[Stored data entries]
☆ ☆ ☆ ☆ ☆ ☆ ☆

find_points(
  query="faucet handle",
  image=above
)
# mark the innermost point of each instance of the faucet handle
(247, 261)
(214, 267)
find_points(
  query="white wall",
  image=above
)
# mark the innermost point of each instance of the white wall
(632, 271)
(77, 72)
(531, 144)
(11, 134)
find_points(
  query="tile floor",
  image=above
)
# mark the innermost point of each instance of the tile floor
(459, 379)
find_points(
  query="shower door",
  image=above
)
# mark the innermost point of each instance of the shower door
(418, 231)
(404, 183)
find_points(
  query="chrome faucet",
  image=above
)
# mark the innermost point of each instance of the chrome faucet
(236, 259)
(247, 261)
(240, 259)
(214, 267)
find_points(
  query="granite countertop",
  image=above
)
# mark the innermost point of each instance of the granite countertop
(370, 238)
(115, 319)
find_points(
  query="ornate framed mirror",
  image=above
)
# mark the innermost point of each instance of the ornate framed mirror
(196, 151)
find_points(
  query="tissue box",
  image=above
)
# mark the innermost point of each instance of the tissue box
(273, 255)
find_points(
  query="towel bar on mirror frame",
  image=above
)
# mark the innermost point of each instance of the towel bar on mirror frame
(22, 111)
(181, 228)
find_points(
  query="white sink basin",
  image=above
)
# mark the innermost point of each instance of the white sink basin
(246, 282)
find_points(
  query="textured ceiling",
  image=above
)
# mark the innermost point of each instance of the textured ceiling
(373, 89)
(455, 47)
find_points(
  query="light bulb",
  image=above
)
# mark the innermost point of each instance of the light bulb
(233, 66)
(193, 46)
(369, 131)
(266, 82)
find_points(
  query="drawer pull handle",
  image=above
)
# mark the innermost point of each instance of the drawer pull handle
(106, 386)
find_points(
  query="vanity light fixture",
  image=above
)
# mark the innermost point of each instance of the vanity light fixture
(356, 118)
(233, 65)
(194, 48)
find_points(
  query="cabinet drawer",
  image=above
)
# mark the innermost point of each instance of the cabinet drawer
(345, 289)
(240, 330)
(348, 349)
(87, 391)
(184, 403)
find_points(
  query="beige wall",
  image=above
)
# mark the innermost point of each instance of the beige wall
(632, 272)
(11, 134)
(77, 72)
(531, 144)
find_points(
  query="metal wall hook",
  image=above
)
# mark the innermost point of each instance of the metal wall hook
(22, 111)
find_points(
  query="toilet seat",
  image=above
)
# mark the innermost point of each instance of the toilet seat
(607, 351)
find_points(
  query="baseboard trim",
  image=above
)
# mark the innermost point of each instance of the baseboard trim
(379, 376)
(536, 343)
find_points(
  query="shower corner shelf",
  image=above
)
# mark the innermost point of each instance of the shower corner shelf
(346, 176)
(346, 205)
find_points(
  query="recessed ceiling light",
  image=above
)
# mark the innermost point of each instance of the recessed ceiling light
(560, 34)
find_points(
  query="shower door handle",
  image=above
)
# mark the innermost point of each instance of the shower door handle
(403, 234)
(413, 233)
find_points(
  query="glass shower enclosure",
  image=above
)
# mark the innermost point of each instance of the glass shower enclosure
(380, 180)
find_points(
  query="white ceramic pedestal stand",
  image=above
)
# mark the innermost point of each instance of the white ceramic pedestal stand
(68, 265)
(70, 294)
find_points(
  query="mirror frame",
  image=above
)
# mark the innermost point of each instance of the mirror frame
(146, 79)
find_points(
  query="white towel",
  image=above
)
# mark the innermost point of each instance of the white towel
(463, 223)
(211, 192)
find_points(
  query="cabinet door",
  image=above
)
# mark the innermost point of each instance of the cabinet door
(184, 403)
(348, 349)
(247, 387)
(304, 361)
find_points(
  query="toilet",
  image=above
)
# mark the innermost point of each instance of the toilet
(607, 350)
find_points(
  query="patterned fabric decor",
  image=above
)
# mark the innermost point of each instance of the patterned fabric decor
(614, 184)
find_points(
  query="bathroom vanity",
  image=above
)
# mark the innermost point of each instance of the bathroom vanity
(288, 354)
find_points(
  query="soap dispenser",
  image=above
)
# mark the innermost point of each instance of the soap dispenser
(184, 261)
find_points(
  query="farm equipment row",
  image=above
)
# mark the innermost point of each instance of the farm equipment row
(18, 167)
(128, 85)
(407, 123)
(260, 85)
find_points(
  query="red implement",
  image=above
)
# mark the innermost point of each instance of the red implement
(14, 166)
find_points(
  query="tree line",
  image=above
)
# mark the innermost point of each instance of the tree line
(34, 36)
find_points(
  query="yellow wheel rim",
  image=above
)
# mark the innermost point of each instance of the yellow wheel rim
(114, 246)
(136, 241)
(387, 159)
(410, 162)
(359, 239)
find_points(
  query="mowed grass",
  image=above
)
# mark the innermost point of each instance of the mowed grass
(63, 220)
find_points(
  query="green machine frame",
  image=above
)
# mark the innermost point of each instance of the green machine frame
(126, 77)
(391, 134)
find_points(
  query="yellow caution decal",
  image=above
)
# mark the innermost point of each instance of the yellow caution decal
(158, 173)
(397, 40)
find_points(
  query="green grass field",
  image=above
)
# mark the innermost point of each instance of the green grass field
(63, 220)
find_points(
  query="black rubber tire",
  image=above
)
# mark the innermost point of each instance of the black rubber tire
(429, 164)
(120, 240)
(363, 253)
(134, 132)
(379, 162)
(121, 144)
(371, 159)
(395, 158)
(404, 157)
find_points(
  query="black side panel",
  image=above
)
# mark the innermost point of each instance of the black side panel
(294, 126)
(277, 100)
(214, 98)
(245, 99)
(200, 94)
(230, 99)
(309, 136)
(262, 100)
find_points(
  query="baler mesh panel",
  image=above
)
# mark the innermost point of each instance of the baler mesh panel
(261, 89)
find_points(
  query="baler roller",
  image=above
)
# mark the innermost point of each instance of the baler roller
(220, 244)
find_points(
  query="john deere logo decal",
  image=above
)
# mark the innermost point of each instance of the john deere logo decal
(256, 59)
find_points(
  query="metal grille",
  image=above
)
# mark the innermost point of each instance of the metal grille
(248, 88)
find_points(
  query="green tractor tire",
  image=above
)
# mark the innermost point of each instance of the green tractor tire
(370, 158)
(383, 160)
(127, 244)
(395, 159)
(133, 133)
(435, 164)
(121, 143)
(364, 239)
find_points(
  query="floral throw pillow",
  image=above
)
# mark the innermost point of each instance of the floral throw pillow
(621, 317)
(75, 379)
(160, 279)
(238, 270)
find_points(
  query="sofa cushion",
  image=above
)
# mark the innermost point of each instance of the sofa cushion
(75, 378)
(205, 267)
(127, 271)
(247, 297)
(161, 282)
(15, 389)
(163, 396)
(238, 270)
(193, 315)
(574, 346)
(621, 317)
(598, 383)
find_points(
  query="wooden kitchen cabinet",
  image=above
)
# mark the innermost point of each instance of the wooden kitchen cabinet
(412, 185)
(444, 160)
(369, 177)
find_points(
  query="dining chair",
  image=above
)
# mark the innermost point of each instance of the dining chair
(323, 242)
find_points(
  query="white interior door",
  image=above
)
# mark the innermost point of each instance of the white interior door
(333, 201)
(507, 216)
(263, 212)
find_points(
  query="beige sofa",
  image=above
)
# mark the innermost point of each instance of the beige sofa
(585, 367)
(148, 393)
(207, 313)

☆ ☆ ☆ ☆ ☆ ☆ ☆

THE PROBLEM → All records are to be restated exactly, from the first line to the last line.

ANSWER BELOW →
find_points(
  query="faucet handle",
  image=above
)
# mark the innermost point of each instance of the faucet handle
(247, 261)
(214, 267)
find_points(
  query="white wall",
  image=above
)
# mark the innermost point of each instance of the white wall
(632, 271)
(77, 72)
(531, 144)
(11, 134)
find_points(
  query="tile floor",
  image=above
)
# mark the innermost point of each instance of the tile floor
(459, 379)
find_points(
  query="shower door",
  image=above
)
# mark the innermost point of each instance of the shower door
(418, 231)
(404, 183)
find_points(
  query="chrome faucet",
  image=above
)
# mark the innermost point of each instance of the chrome faucet
(236, 259)
(247, 261)
(240, 259)
(214, 267)
find_points(
  query="granite countertop",
  image=above
)
# mark the innermost point of each instance of the granite countertop
(370, 238)
(115, 319)
find_points(
  query="ornate framed mirror",
  image=above
)
# mark the innermost point of each instance of the ornate framed mirror
(196, 151)
find_points(
  query="tissue box",
  image=above
)
# mark the innermost point of each instance of the tissue box
(273, 255)
find_points(
  query="towel bar on mirror frame",
  image=above
)
# mark the innermost point of each instance of the towel bar on mirror frame
(22, 111)
(181, 228)
find_points(
  query="white sink basin",
  image=above
)
# mark the innermost point of each instance of the white sink basin
(246, 282)
find_points(
  query="textured ceiling",
  image=above
)
# mark the innermost point of each instance of the textured ceiling
(373, 89)
(455, 47)
find_points(
  query="light bulb",
  image=above
)
# mark the innermost point of each instance of the light bulb
(233, 66)
(193, 46)
(369, 131)
(266, 82)
find_points(
  query="drawer pull handle",
  image=above
)
# mark the innermost point of each instance of the drawer pull handle
(106, 386)
find_points(
  query="vanity light fixture",
  image=above
)
# mark the innermost point of each instance of the vanity light fixture
(356, 118)
(233, 65)
(194, 48)
find_points(
  query="cabinet drawer",
  image=above
)
# mark the innermost point of each instance of the cabinet drawer
(345, 289)
(240, 330)
(348, 349)
(87, 391)
(184, 403)
find_points(
  query="beige wall",
  image=above
)
# mark the innermost point of each instance of the beige wall
(632, 272)
(11, 134)
(77, 72)
(531, 144)
find_points(
  query="metal wall hook",
  image=above
)
# mark the innermost point of each instance of the metal wall hook
(22, 111)
find_points(
  query="toilet seat",
  image=above
)
# mark the innermost point of each instance of the toilet seat
(607, 351)
find_points(
  query="baseboard trim",
  image=above
)
# mark the innermost point of each instance of the baseboard trim
(379, 376)
(536, 343)
find_points(
  query="shower corner shelf",
  image=above
)
# mark the innermost point of each instance of the shower corner shelf
(346, 176)
(346, 205)
find_points(
  query="recessed ceiling light",
  image=above
)
# mark the innermost point of each instance of the recessed ceiling light
(560, 34)
find_points(
  query="shower door handle",
  image=above
)
# mark the innermost point of each instance of the shower door handle
(403, 234)
(413, 233)
find_points(
  query="glass shower enclosure",
  image=above
)
# mark the innermost point of each instance of the glass shower enclosure
(380, 180)
find_points(
  query="white ceramic pedestal stand",
  image=above
)
# mark the innermost point of each instance of the white ceramic pedestal stand
(68, 265)
(70, 294)
find_points(
  query="mirror frame",
  image=above
)
# mark the innermost point of each instance of the mirror frame
(146, 79)
find_points(
  query="white towel",
  image=above
)
# mark the innermost point of each instance of the white towel
(463, 223)
(211, 192)
find_points(
  query="cabinet door",
  image=above
)
# mark the innermost point of each instance of the cabinet door
(184, 403)
(348, 349)
(247, 387)
(304, 361)
find_points(
  query="toilet",
  image=above
)
# mark the innermost point of each instance of the toilet
(607, 350)
find_points(
  query="patterned fabric decor",
  image=above
)
# mark the innermost point of each instance of the patterned fabric decor
(614, 184)
find_points(
  query="bathroom vanity",
  image=above
)
# mark the innermost point of each instance of the bathroom vanity
(288, 354)
find_points(
  query="soap dispenser",
  image=above
)
# mark the innermost point of each instance of the soap dispenser
(184, 261)
find_points(
  query="farm equipment row",
  image=above
)
# mark the innermost point of each instance of the farm equipment row
(18, 167)
(128, 85)
(407, 123)
(260, 85)
find_points(
  query="red implement",
  image=above
)
# mark the innermost point of each instance of the red implement
(14, 166)
find_points(
  query="tree line",
  image=above
)
# mark the innermost point of each instance of the tree line
(34, 36)
find_points(
  query="yellow wheel rim",
  image=above
)
# mark the innermost point of each instance of the yellow wheel rim
(114, 246)
(136, 241)
(387, 159)
(410, 162)
(359, 239)
find_points(
  query="mowed grass",
  image=above
)
# mark the innermost point of each instance of the mowed grass
(63, 220)
find_points(
  query="green machine frame",
  image=above
)
# mark the innermost point of each instance of the green machine frame
(126, 77)
(391, 134)
find_points(
  query="yellow caution decal",
  image=above
)
# mark the innermost point of each instance of the yellow caution decal
(158, 173)
(397, 40)
find_points(
  query="green grass field",
  image=above
)
# mark the innermost point of each instance of the green grass field
(63, 220)
find_points(
  query="black rubber tire",
  image=above
)
# mark the innermost point of each instance of the black rubber tire
(429, 164)
(120, 240)
(363, 253)
(134, 132)
(379, 162)
(121, 144)
(371, 159)
(395, 158)
(404, 157)
find_points(
  query="black side panel",
  image=above
)
# mark the innermost point of each instance of the black side panel
(294, 126)
(277, 100)
(214, 98)
(245, 99)
(200, 94)
(230, 99)
(309, 136)
(262, 100)
find_points(
  query="baler mesh panel",
  image=above
)
# mark the innermost point of each instance of the baler mesh panel
(261, 89)
find_points(
  query="baler roller",
  image=above
)
# mark the innermost point of each instance of the baler roller
(220, 244)
find_points(
  query="john deere logo decal",
  image=above
)
# mark the innermost point of each instance of the john deere logo decal
(256, 59)
find_points(
  query="metal grille",
  image=above
)
# mark the innermost point of each instance of the metal grille
(248, 88)
find_points(
  query="green tractor tire",
  image=above
)
# mark the innermost point of each instance of the green tractor tire
(370, 158)
(383, 160)
(127, 244)
(395, 159)
(133, 133)
(435, 164)
(121, 143)
(364, 239)
find_points(
  query="floral throw pillow",
  image=above
)
# mark the innermost point of each instance of the floral throw pillow
(621, 317)
(75, 379)
(160, 279)
(238, 270)
find_points(
  query="sofa cushion",
  image=above
)
# mark the innermost point of each instance of the sofa cushion
(75, 378)
(205, 267)
(127, 271)
(247, 297)
(161, 282)
(15, 389)
(163, 396)
(238, 270)
(193, 315)
(574, 346)
(621, 317)
(598, 383)
find_points(
  query="wooden kitchen cabinet",
  image=above
)
# mark the innermost point of each instance of the wooden kitchen cabinet
(412, 185)
(444, 160)
(369, 177)
find_points(
  query="dining chair",
  image=above
)
# mark the innermost point of each instance of the dining chair
(323, 242)
find_points(
  query="white interior door",
  image=above
)
# mark the innermost point of each instance of the white interior door
(333, 201)
(507, 216)
(263, 212)
find_points(
  query="beige sofa",
  image=above
)
# mark the innermost point of each instance of the beige sofa
(585, 367)
(148, 393)
(207, 313)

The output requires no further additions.